» Required work
From the listing below, pull out every line where the string "clicks" appears.

» Material shown
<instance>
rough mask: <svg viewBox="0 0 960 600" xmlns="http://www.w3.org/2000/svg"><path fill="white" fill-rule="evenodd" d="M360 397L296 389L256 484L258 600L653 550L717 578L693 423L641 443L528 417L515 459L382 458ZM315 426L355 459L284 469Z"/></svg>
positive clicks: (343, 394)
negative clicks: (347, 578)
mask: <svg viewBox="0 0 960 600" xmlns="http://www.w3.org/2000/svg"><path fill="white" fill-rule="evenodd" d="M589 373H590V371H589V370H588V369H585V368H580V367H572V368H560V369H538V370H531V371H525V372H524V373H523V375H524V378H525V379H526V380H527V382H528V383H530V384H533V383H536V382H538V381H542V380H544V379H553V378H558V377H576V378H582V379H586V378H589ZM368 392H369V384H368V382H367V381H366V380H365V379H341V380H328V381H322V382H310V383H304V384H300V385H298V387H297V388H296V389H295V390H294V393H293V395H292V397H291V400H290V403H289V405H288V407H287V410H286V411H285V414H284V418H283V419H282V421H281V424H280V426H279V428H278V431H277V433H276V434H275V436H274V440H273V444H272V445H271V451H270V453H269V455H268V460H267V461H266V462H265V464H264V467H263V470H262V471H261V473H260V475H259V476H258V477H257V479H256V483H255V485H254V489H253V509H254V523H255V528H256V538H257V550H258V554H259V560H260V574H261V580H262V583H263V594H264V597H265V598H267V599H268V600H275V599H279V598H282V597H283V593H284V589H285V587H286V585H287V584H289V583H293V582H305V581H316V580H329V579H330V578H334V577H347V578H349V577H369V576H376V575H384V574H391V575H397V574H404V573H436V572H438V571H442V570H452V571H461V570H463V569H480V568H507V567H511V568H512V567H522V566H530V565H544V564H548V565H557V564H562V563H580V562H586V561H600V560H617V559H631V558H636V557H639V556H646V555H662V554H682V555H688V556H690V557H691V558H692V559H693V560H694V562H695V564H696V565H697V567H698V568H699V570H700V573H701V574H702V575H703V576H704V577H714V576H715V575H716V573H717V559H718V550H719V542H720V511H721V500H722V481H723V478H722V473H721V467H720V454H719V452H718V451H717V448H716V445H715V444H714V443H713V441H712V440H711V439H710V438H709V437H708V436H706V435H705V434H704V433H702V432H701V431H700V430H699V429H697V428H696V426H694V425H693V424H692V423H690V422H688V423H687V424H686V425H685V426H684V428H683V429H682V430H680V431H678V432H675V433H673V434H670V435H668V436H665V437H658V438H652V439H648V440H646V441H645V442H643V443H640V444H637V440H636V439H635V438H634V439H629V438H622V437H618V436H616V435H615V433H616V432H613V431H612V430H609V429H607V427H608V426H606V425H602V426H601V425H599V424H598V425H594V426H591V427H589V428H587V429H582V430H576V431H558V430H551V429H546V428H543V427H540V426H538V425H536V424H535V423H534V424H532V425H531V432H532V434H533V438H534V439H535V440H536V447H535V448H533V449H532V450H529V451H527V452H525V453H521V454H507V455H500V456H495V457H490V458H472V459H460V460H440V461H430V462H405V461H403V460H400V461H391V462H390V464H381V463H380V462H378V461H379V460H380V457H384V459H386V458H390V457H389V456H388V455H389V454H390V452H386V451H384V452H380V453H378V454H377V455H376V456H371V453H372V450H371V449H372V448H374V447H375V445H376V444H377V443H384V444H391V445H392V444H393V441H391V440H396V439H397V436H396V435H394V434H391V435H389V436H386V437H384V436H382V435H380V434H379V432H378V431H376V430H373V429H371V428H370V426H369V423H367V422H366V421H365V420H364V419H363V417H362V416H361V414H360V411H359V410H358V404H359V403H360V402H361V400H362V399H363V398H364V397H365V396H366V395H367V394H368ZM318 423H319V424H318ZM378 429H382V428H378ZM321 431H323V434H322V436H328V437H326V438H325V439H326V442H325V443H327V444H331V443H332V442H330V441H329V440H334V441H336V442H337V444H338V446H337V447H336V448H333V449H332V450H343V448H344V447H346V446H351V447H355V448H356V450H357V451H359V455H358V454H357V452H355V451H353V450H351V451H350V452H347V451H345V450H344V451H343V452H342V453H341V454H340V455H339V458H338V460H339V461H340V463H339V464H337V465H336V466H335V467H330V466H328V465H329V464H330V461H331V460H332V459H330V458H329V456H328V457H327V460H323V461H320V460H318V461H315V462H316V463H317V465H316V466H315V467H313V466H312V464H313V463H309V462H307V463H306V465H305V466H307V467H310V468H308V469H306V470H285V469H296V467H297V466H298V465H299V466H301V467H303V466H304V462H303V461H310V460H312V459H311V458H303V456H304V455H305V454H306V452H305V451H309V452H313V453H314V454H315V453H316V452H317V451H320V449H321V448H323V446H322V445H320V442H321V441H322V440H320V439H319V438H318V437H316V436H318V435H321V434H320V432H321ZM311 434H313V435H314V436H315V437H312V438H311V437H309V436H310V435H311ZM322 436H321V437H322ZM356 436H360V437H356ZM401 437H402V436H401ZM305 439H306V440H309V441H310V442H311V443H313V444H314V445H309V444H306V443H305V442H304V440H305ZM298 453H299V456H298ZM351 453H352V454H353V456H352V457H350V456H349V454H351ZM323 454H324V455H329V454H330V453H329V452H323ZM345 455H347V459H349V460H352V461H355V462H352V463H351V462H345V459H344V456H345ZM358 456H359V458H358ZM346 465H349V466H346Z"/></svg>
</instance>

» Result of the exercise
positive clicks: (343, 394)
negative clicks: (347, 578)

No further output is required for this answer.